(TASK STATEMENT):
Reproduce the lines below, from the line with "Where can the white" up to and including the line with "Target: wispy cloud", without changing a character.
— START INFORMATION PROVIDED —
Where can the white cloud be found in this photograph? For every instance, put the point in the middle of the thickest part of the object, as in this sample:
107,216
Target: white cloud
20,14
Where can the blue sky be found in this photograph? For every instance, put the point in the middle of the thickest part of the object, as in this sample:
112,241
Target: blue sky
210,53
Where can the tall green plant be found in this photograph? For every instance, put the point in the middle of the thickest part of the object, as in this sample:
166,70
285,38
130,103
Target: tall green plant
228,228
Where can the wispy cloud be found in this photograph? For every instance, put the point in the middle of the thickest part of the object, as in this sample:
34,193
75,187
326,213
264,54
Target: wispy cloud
— END INFORMATION PROVIDED —
— START INFORMATION PROVIDED —
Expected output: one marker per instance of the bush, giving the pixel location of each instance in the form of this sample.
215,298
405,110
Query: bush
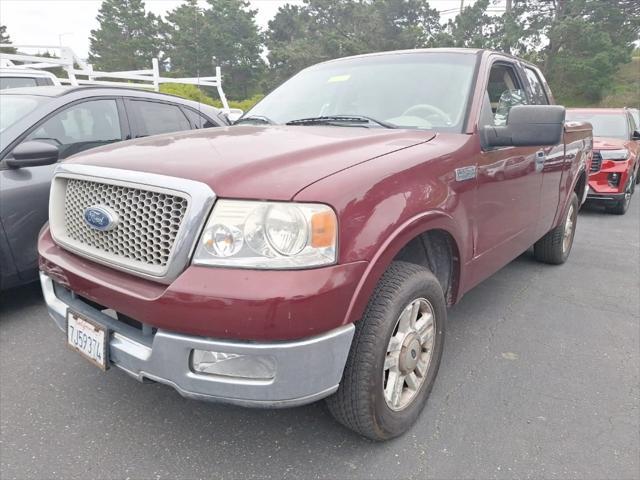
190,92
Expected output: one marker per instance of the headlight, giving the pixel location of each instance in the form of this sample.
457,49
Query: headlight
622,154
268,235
— END INFORMATION PROVIDED —
(RESULT BELOW):
Where can the white cloud be found in this photograph? For every instance, put the point in the middle of the thickest part of the object, as in this sample:
107,216
Target: white cloud
20,14
Where can the blue sky be found in this photograph? For every instance, put the point in the middle of the thickest part of the object, as in this sample:
112,241
Target: blue sky
210,53
Where can the tall green plant be found in this photograph? For every instance, put the point in the middle of the thickest part of the object, as in this sample:
166,70
285,38
130,103
Target: tall green plant
228,228
Where can the wispy cloud be found in this photograph? For every instance, put the point in the middle of the thickest part of the object, as in this sample:
34,193
75,187
326,213
264,54
Target: wispy cloud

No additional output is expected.